[PROMPT]
Collect each line of the records containing the string "window".

** Opening RECORDED INFORMATION block **

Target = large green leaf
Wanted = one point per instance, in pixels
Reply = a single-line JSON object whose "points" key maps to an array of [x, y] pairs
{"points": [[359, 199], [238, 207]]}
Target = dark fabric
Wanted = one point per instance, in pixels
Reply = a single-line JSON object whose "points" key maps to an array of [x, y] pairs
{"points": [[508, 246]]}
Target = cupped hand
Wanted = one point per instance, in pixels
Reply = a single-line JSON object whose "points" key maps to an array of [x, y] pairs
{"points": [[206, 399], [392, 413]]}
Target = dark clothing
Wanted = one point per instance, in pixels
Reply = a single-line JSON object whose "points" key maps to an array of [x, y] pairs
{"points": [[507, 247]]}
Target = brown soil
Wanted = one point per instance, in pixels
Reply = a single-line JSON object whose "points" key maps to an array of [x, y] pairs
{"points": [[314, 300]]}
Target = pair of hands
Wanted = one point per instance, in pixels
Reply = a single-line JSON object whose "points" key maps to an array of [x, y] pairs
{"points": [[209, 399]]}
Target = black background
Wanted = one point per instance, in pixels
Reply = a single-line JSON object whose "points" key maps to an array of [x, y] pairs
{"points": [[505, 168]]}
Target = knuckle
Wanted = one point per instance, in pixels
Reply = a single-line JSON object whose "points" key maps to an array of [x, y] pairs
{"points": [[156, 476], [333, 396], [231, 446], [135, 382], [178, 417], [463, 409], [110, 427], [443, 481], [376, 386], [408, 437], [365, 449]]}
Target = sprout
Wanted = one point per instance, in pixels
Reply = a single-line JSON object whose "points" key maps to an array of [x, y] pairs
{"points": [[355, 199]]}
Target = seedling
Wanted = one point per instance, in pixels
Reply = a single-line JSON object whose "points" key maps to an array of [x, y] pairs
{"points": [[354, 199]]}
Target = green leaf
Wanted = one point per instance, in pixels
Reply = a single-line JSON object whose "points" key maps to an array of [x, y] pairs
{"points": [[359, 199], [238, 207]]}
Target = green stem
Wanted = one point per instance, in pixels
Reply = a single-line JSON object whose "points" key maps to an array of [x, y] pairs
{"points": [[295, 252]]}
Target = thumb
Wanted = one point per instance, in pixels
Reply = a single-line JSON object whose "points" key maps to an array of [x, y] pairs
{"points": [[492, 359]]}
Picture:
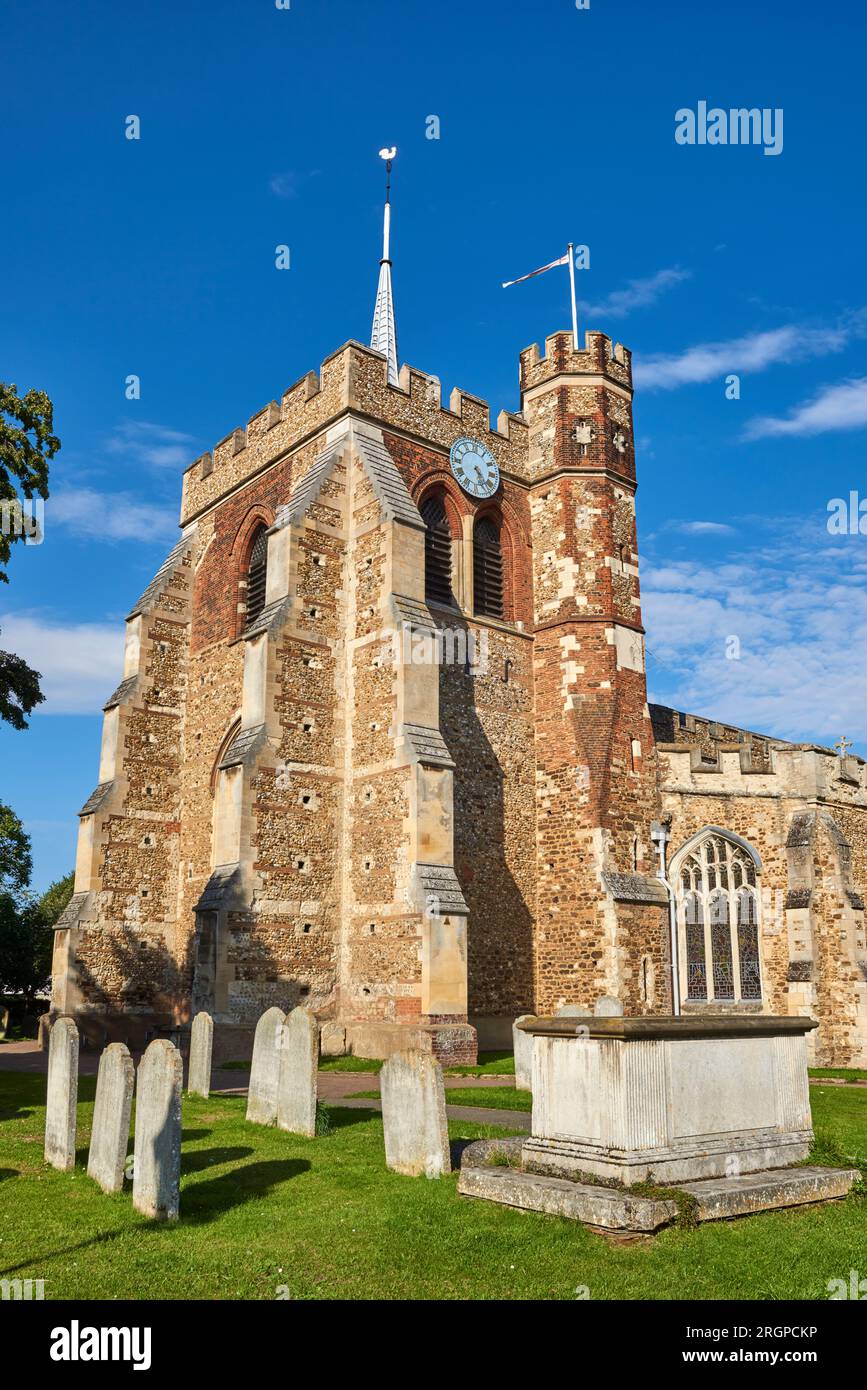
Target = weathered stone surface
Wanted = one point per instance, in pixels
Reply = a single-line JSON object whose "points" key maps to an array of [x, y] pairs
{"points": [[110, 1130], [610, 1208], [264, 1069], [602, 1207], [493, 1151], [332, 1039], [414, 1115], [202, 1047], [156, 1184], [299, 1061], [723, 1197], [521, 1045], [61, 1096], [675, 1098], [607, 1008]]}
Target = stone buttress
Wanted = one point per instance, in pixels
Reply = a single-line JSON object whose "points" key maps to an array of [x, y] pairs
{"points": [[120, 948], [332, 844]]}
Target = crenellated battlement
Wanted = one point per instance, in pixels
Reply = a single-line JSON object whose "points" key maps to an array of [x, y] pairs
{"points": [[599, 357], [353, 378]]}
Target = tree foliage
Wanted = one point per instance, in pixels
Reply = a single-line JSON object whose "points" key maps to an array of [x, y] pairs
{"points": [[27, 444], [15, 858], [27, 938]]}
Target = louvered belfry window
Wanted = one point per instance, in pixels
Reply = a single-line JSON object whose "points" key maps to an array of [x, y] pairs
{"points": [[486, 569], [257, 573], [438, 552]]}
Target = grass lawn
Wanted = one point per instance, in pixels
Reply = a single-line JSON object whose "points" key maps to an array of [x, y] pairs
{"points": [[489, 1064], [328, 1221], [488, 1097], [841, 1073]]}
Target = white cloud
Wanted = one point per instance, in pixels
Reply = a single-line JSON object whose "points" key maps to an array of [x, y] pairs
{"points": [[109, 516], [753, 352], [81, 663], [700, 527], [638, 293], [157, 446], [835, 407], [802, 631], [284, 185]]}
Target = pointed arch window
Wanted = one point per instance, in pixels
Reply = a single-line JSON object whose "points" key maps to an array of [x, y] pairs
{"points": [[719, 922], [438, 551], [257, 574], [486, 569]]}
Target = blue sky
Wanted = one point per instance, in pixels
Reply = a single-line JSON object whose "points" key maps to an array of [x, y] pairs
{"points": [[260, 127]]}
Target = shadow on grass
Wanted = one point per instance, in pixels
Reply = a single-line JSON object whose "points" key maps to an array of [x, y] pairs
{"points": [[342, 1115], [17, 1114], [210, 1157], [206, 1201]]}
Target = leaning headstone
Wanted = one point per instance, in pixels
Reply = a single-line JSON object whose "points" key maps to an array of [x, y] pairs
{"points": [[414, 1115], [156, 1178], [296, 1094], [607, 1008], [264, 1069], [110, 1132], [63, 1096], [521, 1045], [202, 1045]]}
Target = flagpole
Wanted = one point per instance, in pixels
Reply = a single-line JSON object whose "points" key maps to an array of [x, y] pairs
{"points": [[573, 288]]}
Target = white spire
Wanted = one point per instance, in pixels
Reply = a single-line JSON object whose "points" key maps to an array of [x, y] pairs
{"points": [[384, 335]]}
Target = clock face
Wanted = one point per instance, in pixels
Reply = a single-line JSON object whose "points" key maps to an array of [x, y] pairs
{"points": [[474, 467]]}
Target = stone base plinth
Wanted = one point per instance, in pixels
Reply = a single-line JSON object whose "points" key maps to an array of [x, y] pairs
{"points": [[712, 1157], [618, 1209], [667, 1100]]}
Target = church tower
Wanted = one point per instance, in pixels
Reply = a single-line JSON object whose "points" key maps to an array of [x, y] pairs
{"points": [[600, 911]]}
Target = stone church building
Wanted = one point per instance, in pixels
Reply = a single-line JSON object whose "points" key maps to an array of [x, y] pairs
{"points": [[382, 745]]}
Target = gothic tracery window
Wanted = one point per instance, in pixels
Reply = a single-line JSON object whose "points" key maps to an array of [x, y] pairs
{"points": [[438, 551], [719, 919], [486, 569], [257, 574]]}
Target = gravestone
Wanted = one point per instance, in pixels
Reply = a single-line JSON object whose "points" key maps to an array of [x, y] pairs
{"points": [[110, 1132], [521, 1045], [202, 1045], [414, 1115], [63, 1096], [264, 1069], [156, 1182], [298, 1073], [607, 1008]]}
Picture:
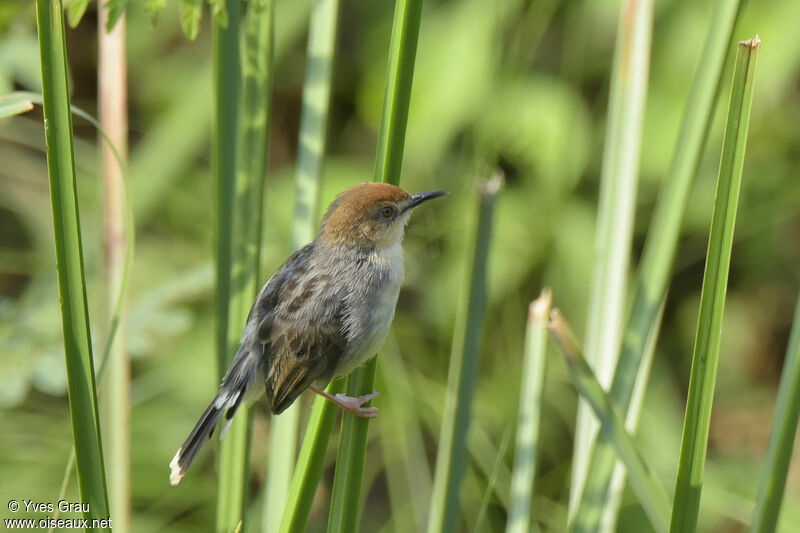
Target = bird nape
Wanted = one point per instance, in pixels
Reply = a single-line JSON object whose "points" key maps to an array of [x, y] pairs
{"points": [[326, 311]]}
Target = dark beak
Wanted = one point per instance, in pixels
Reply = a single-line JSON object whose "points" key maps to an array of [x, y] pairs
{"points": [[415, 199]]}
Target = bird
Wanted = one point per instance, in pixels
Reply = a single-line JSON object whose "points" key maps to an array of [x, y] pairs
{"points": [[322, 314]]}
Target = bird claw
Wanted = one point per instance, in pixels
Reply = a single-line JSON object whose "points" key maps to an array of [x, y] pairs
{"points": [[354, 404]]}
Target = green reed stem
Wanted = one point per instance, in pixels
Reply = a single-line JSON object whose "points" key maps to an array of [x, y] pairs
{"points": [[659, 252], [311, 152], [614, 231], [645, 484], [712, 301], [388, 162], [227, 80], [781, 439], [69, 260], [530, 412], [310, 462], [451, 454]]}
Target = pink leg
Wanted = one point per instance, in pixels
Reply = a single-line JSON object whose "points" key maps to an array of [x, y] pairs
{"points": [[351, 404]]}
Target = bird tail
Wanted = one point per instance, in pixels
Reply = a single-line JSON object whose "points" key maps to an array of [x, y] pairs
{"points": [[243, 371]]}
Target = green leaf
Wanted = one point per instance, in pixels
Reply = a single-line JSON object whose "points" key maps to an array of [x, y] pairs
{"points": [[69, 253], [451, 454], [705, 358], [14, 104], [648, 489], [781, 438], [191, 13], [530, 412], [75, 11], [220, 12], [659, 250], [614, 229]]}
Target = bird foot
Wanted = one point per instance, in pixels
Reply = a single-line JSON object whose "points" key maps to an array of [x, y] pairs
{"points": [[354, 404], [351, 404]]}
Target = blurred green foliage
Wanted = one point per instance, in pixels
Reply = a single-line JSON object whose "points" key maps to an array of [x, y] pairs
{"points": [[516, 83]]}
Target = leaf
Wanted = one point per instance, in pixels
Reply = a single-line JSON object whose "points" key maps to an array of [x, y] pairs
{"points": [[13, 104], [220, 12], [191, 13], [75, 11]]}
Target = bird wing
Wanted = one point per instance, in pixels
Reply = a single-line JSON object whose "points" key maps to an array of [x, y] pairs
{"points": [[299, 358], [300, 328]]}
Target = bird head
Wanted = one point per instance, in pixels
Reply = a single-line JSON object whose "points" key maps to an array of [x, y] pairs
{"points": [[371, 214]]}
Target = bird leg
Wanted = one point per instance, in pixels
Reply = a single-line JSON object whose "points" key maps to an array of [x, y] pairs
{"points": [[351, 404]]}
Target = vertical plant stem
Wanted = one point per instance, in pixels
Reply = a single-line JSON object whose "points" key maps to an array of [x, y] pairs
{"points": [[113, 117], [310, 462], [69, 260], [530, 410], [712, 301], [313, 128], [400, 73], [451, 455], [781, 439], [658, 255], [491, 483], [227, 80], [615, 216], [646, 486]]}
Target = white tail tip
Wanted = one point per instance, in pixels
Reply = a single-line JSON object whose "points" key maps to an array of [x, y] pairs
{"points": [[177, 472]]}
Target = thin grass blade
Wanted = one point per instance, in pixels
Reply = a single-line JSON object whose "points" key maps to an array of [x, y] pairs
{"points": [[658, 256], [781, 440], [451, 454], [346, 499], [312, 137], [648, 489], [614, 231], [227, 80], [530, 411], [310, 462], [483, 510], [712, 301], [14, 104], [69, 261], [112, 110]]}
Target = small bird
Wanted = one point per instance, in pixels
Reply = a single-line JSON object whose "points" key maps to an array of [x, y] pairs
{"points": [[325, 312]]}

** Closing RECORDED INFORMATION block **

[SOLUTION FOR THIS PROBLEM]
Target = louvered belfry window
Target = pointed arch window
Target = gothic tracery window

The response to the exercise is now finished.